◆ **What you need to do**
Write out the material below exactly, beginning at the line that contains "Pick out each instance of the statue" and ending with its last line, both ends included; write nothing else.

◆ **The data**
::::

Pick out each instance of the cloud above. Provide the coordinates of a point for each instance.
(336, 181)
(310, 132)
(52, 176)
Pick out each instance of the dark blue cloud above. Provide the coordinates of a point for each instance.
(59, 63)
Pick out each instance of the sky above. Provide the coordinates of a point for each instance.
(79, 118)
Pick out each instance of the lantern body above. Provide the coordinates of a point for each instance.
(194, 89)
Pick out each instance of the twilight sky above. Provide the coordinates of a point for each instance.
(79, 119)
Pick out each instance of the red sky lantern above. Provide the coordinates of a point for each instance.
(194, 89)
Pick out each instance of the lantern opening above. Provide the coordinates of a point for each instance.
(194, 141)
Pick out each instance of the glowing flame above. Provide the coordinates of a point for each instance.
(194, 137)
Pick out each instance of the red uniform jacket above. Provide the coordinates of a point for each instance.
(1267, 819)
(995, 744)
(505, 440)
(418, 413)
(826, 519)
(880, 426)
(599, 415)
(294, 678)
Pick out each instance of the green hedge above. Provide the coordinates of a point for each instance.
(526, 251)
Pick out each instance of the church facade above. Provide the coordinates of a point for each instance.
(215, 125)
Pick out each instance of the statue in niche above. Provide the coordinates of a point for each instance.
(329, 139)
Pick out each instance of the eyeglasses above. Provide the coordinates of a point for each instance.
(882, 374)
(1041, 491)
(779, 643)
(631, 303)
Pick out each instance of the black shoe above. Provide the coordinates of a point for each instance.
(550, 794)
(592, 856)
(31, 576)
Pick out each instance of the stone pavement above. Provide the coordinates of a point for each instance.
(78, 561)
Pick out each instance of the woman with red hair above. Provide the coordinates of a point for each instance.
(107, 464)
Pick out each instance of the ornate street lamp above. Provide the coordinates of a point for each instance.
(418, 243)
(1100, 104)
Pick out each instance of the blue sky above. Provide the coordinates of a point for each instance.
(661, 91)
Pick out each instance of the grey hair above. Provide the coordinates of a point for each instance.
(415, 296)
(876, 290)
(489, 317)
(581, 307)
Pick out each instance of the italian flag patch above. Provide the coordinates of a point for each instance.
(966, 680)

::::

◆ **Your solution**
Pick out each instance of the statue in niche above. Provide the coordinates of a point for each instance.
(329, 139)
Pick out each instance of the eyeglasses above. Provide the coordinates of a point for each instance.
(882, 374)
(1041, 491)
(779, 643)
(631, 303)
Pick out each instance of the black shoe above. Provide the coordinates of a point for each instance.
(550, 794)
(592, 856)
(31, 576)
Pick out each instance of the stone pavement above. Provide the coordinates of a point for each instance.
(78, 561)
Pick out each instance of the woman with red hair above. Provide the coordinates of a point for each instance.
(107, 464)
Pick out each instance of the ornate street lamp above. Provide the coordinates of a point for each instance.
(418, 243)
(1100, 104)
Pick out each instance of the blue sky above. Provide the coordinates of a point for each instance.
(661, 91)
Pick out each instance of the grey hair above. Provide the coordinates of a point for each instance.
(415, 296)
(876, 290)
(489, 317)
(581, 307)
Pick out each instance of the italian flag patch above. Provide the coordinates of a point for each instance.
(966, 680)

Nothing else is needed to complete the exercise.